Problem 1: Copy the RSUA shortlist announcement from "The search for" up to and including "in the year.".
Problem 2: Can you rewrite the paragraph of the RSUA shortlist announcement that begins "Projects that win an RSUA Design Award" more briefly while keeping its main facts?

Page excerpt:
----

The search for the best works of architecture in Northern Ireland in 2021 has been narrowed down to the final 10 following a rigorous judging process by an expert panel of architects from across Ireland and Great Britain. Each of the projects shortlisted for the RSUA Design Awards will now be visited for a second round of judging and the winners will be announced later this year.
Projects that win an RSUA Design Award will be in the running to win the Liam McCormick Prize, Northern Ireland’s building of the year, and will be considered for a UK-wide RIBA National Award in recognition of their architectural excellence. The shortlist for the RIBA Stirling Prize for the best building of the year will be drawn from the RIBA National Award-winning buildings later in the year.
The buildings that have been shortlisted are:
- Rathview Mental Health Unit, Omagh by TODD Architects
- Patrick Bradley Architects Studio, Maghera by Patrick Bradley Architects
- Hillsborough Castle and Gardens Visitor Facilities, Hillsborough by Consarc Design Group
- Carrickfergus Castle Roof Replacement, Carrickfergus by Alastair Coey Architects and Kennedy Fitzgerald Architects
- Acute Mental Health Inpatient Centre, Belfast by RPP Architects, Richard Murphy Architects, Devereux Architects
- School of Biological Sciences, QUB, Belfast by Scott Tallon Walker Architects and White Ink Architects
- Davagh Observatory, Cookstown by ARCEN
- Old Court Mill, Sion Mills by GM Design Associates
- The Lanyon Building Conservation and Restoration Project, Belfast by Consarc Design Group
- FLIPHOUSE, Bangor by BGA Architects
Ciarán Fox, Director of the Royal Society of Ulster Architects (RSUA), said:
“The 2021 shortlist ranges from a £37,000 shipping container studio to a £33 million Acute Mental Health Inpatient Centre. Indeed, two mental health facilities have made the shortlist which hopefully is a signal that our devolved government is committed to investing in architecture that will benefit the most vulnerable in our society.”
“Three of the shortlisted projects are conservation projects. Each one is of these buildings is a significant asset to Northern Ireland and the conservation work undertaken will help ensure that these buildings continue to benefit the region for many years to come. Whilst these are extraordinary buildings, they do help highlight the need for an increased focus on the retention of our ordinary built fabric as it is often the most sustainable approach to meeting our needs.”

----

[Referring expression pointing data]
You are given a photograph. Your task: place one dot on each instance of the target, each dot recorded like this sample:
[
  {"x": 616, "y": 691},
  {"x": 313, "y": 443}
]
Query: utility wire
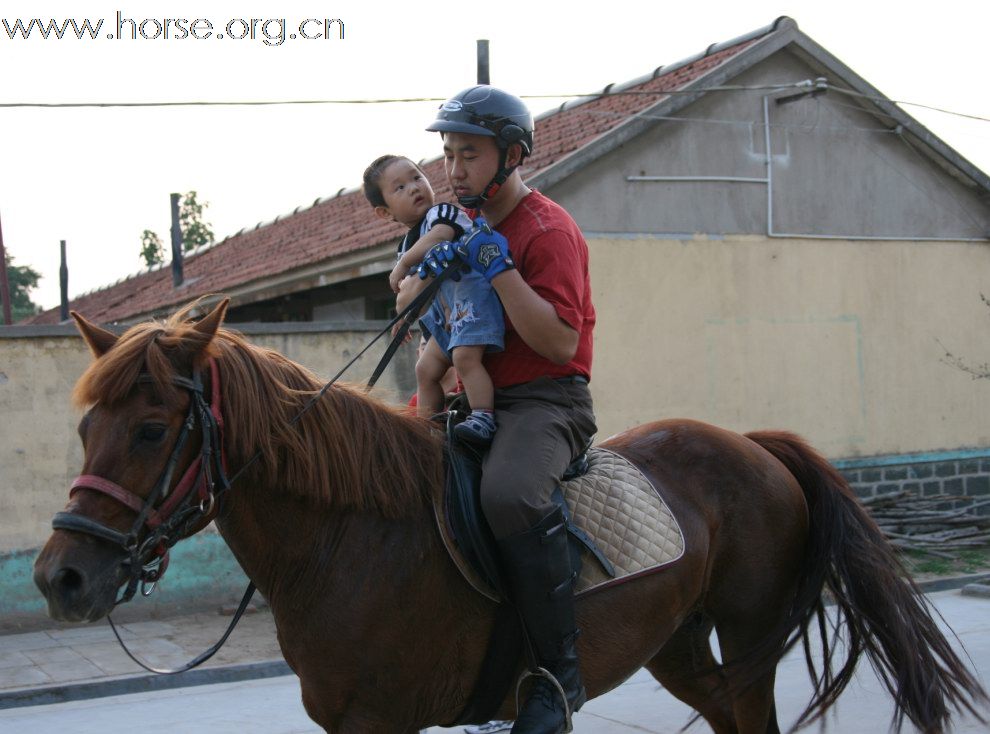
[{"x": 406, "y": 100}]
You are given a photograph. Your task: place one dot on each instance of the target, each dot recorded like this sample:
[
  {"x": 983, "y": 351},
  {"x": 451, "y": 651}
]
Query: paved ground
[{"x": 71, "y": 665}]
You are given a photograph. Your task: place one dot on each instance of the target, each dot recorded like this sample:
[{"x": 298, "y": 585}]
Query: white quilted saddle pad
[
  {"x": 623, "y": 512},
  {"x": 619, "y": 509}
]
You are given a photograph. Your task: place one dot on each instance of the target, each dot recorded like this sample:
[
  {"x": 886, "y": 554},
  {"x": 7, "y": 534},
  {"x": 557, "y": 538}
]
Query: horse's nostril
[{"x": 67, "y": 580}]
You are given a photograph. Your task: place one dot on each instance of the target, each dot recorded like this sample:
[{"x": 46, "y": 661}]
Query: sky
[{"x": 97, "y": 177}]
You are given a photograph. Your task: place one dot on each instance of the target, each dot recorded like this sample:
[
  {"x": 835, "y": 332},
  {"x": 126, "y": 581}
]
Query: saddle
[{"x": 619, "y": 526}]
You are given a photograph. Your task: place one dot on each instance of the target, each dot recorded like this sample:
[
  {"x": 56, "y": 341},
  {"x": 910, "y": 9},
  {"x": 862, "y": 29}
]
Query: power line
[{"x": 407, "y": 100}]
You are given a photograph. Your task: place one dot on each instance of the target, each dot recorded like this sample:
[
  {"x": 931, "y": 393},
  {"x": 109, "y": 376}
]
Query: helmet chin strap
[{"x": 475, "y": 202}]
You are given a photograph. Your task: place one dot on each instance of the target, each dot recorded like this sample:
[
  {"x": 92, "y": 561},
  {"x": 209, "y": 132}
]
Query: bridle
[
  {"x": 171, "y": 516},
  {"x": 168, "y": 515}
]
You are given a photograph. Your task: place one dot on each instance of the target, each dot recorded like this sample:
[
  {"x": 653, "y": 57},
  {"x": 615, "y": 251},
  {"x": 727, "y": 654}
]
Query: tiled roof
[{"x": 341, "y": 225}]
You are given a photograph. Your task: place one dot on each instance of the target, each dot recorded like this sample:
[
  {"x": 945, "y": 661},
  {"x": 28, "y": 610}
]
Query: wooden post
[
  {"x": 63, "y": 284},
  {"x": 484, "y": 75},
  {"x": 4, "y": 283},
  {"x": 176, "y": 242}
]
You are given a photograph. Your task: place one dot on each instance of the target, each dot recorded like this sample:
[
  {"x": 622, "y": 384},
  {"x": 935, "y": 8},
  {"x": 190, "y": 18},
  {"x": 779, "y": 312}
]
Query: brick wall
[{"x": 964, "y": 477}]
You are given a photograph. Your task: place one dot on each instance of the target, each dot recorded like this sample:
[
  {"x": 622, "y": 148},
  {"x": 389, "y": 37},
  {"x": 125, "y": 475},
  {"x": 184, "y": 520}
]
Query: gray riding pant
[{"x": 542, "y": 426}]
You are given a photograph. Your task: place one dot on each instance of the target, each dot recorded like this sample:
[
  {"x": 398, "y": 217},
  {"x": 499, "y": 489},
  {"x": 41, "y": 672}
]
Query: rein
[{"x": 169, "y": 515}]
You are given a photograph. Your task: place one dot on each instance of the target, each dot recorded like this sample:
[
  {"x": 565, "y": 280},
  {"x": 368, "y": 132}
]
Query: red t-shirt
[{"x": 552, "y": 257}]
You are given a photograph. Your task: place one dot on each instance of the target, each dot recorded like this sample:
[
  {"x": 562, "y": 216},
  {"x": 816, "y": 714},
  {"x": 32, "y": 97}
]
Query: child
[{"x": 465, "y": 318}]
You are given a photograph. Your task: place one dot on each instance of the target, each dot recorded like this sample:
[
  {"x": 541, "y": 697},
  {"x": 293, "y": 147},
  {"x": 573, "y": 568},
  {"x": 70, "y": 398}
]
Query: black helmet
[{"x": 485, "y": 110}]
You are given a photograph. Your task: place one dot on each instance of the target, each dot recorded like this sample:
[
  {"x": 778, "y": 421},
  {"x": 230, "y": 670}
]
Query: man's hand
[
  {"x": 438, "y": 259},
  {"x": 485, "y": 250}
]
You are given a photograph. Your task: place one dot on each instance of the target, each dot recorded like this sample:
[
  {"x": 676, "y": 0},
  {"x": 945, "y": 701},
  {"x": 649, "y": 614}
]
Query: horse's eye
[{"x": 151, "y": 432}]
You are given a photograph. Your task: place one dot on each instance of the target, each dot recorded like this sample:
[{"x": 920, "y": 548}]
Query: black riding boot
[{"x": 539, "y": 570}]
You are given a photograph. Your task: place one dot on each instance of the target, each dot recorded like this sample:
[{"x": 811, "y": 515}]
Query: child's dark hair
[{"x": 372, "y": 174}]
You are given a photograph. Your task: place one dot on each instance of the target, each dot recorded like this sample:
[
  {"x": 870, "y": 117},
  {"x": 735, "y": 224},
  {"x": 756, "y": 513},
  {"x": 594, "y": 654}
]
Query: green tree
[
  {"x": 22, "y": 279},
  {"x": 195, "y": 232}
]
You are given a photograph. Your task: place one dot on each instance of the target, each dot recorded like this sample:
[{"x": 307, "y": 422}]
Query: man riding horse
[{"x": 542, "y": 402}]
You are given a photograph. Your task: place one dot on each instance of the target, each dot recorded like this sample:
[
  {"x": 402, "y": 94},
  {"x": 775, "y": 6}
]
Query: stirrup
[{"x": 544, "y": 673}]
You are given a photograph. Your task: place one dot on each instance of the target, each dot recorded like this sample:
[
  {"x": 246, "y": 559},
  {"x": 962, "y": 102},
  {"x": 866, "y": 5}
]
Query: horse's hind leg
[
  {"x": 686, "y": 667},
  {"x": 753, "y": 704}
]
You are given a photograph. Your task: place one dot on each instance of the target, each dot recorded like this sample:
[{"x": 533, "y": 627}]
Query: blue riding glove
[
  {"x": 439, "y": 258},
  {"x": 485, "y": 250}
]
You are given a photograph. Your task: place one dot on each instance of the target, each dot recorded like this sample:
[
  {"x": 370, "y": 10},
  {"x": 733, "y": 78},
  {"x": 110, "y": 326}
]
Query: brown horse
[{"x": 334, "y": 525}]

----

Problem solution 1:
The search for the best works of architecture in Northern Ireland in 2021 has been narrowed down to the final 10 following a rigorous judging process by an expert panel of architects from across Ireland and Great Britain. Each of the projects shortlisted for the RSUA Design Awards will now be visited for a second round of judging and the winners will be announced later this year.
Projects that win an RSUA Design Award will be in the running to win the Liam McCormick Prize, Northern Ireland’s building of the year, and will be considered for a UK-wide RIBA National Award in recognition of their architectural excellence. The shortlist for the RIBA Stirling Prize for the best building of the year will be drawn from the RIBA National Award-winning buildings later in the year.

Problem solution 2: RSUA Design Award winners become contenders for the Liam McCormick Prize, Northern Ireland's building of the year, and are considered for a UK-wide RIBA National Award for architectural excellence. Later in the year, the RIBA Stirling Prize shortlist for the best building of the year will be drawn from the RIBA National Award winners.